> **Exercise passage**
* * * *

NASHVILLE, Tenn. (WKRN) — Not even two years old at her death, Nashville’s medical examiner says 23-month-old Ariel Rose died from accidental fentanyl toxicity.

“She had the biggest smile that you could even imagine,” remembered her uncle Michael Rose. “Everything made her happy, [and] anything could make her happy.”

In November, Ariel’s uncle and grandfather spoke to News 2 about how they tried to get her into the Tennessee Department of Children’s Services custody after seeing her in a homeless encampment.

“She was surrounded by drugs,” Michael said on the day they buried Ariel. “You open up the tarp and there is a bunch of trash laying around feces. It’s just disgusting.”

However, despite multiple calls, they said DCS never called them back.

“It’s like talking to a brick wall when it comes to DCS,” Michael said.

DCS did not respond to a request for comment on the medical examiner’s report, but after Ariel’s death, officials said they can’t identify people who report child abuse or neglect.

The department also added, “It is the practice for DCS to petition the court when parents cannot care for their children and they are not safe. The court must then determine custodial matters.”

However, this isn’t the only time in recent months a family member has blamed DCS for a child’s death.

* * * *

> **What you should do**
In the news report, what cause of death did Nashville's medical examiner give for Ariel Rose?

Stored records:
* * * *

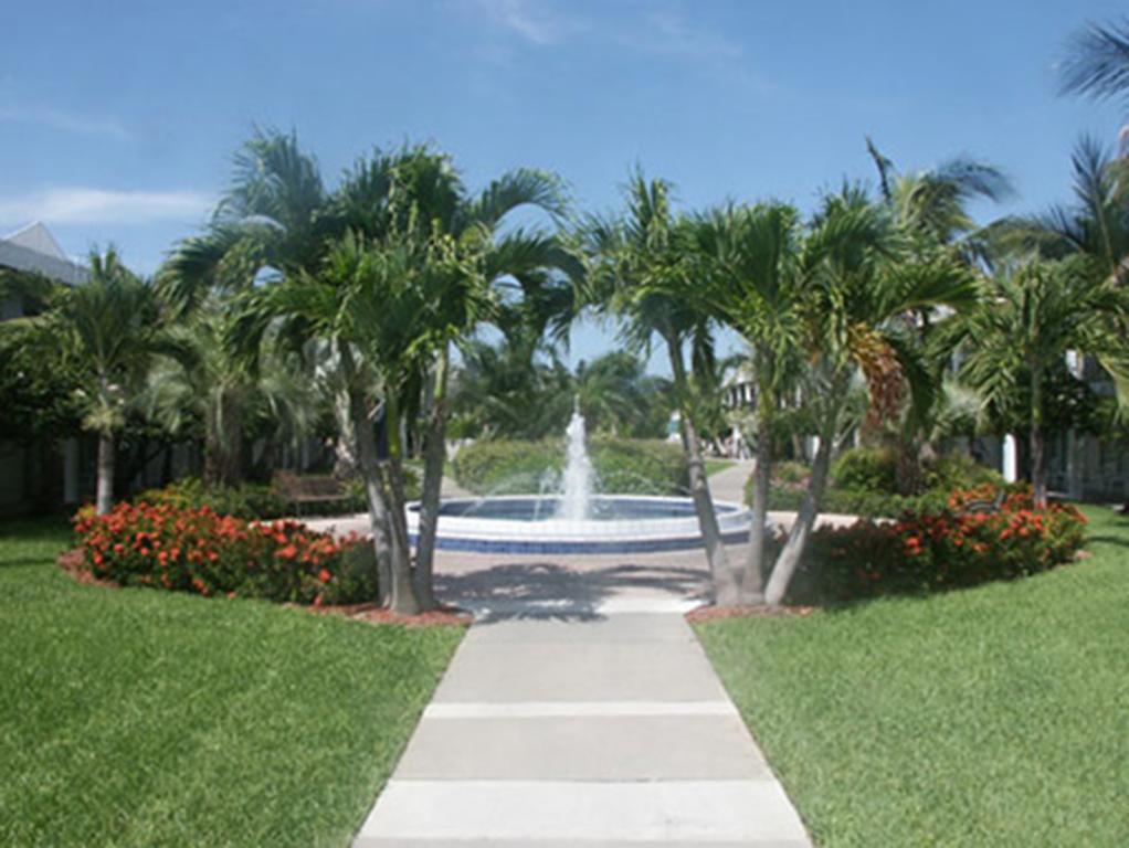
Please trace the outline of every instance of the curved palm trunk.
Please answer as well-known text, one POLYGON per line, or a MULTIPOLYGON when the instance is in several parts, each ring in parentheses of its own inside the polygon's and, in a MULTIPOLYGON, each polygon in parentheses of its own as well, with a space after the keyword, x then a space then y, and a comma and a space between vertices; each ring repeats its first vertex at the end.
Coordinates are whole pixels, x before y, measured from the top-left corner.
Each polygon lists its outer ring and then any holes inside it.
POLYGON ((796 515, 796 523, 791 525, 788 533, 788 541, 785 543, 776 565, 772 567, 772 575, 769 577, 769 585, 764 589, 764 603, 769 606, 779 606, 788 592, 793 575, 804 557, 807 548, 807 540, 812 535, 815 519, 820 515, 823 504, 823 492, 828 484, 828 473, 831 469, 831 449, 834 444, 835 432, 839 429, 839 406, 829 411, 828 420, 823 431, 820 434, 820 447, 815 452, 815 461, 812 463, 812 478, 807 482, 807 493, 804 502, 800 504, 799 513, 796 515))
POLYGON ((772 401, 763 387, 756 397, 756 466, 753 470, 753 524, 749 528, 749 552, 741 580, 741 600, 764 603, 764 542, 772 483, 772 401))
POLYGON ((420 611, 420 604, 412 586, 412 548, 408 537, 400 425, 400 412, 395 397, 390 393, 385 399, 385 427, 388 432, 388 527, 392 541, 392 584, 388 609, 401 615, 415 615, 420 611))
POLYGON ((230 392, 220 396, 204 445, 204 482, 238 486, 243 480, 243 408, 230 392))
POLYGON ((1031 368, 1031 490, 1038 509, 1047 506, 1047 437, 1043 434, 1043 373, 1031 368))
MULTIPOLYGON (((665 339, 665 341, 671 357, 675 392, 679 396, 685 397, 689 386, 685 366, 682 362, 682 347, 676 340, 665 339)), ((690 497, 693 499, 694 512, 698 514, 698 526, 706 544, 706 559, 709 562, 714 603, 718 606, 734 606, 739 601, 737 582, 729 567, 729 556, 721 541, 717 513, 714 512, 714 498, 710 495, 709 481, 706 477, 706 463, 702 460, 698 428, 694 426, 686 404, 682 404, 679 429, 682 436, 682 449, 686 456, 686 470, 690 475, 690 497)))
MULTIPOLYGON (((373 425, 365 410, 365 399, 353 385, 356 368, 352 355, 344 344, 339 347, 342 387, 335 404, 339 417, 349 421, 348 432, 356 440, 357 456, 361 480, 365 483, 365 500, 368 504, 368 524, 373 532, 373 549, 376 556, 377 600, 385 604, 392 585, 392 540, 388 528, 388 510, 384 497, 384 482, 380 479, 380 467, 377 462, 376 437, 373 425)), ((345 428, 342 428, 342 432, 345 428)))
POLYGON ((95 509, 105 515, 114 508, 114 436, 98 434, 98 490, 95 509))
POLYGON ((448 352, 444 347, 435 375, 435 394, 431 399, 431 418, 423 436, 423 492, 420 499, 420 535, 415 543, 415 596, 425 610, 434 610, 434 570, 436 534, 439 530, 439 496, 443 488, 443 466, 447 458, 447 374, 448 352))
POLYGON ((388 602, 392 589, 392 532, 388 526, 388 508, 384 495, 384 481, 376 458, 376 438, 373 426, 365 414, 364 403, 350 393, 353 413, 353 432, 357 438, 357 456, 361 480, 365 482, 365 499, 368 502, 368 523, 373 531, 373 547, 376 553, 377 591, 383 604, 388 602))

* * * *

> **Exercise solution**
Accidental fentanyl toxicity.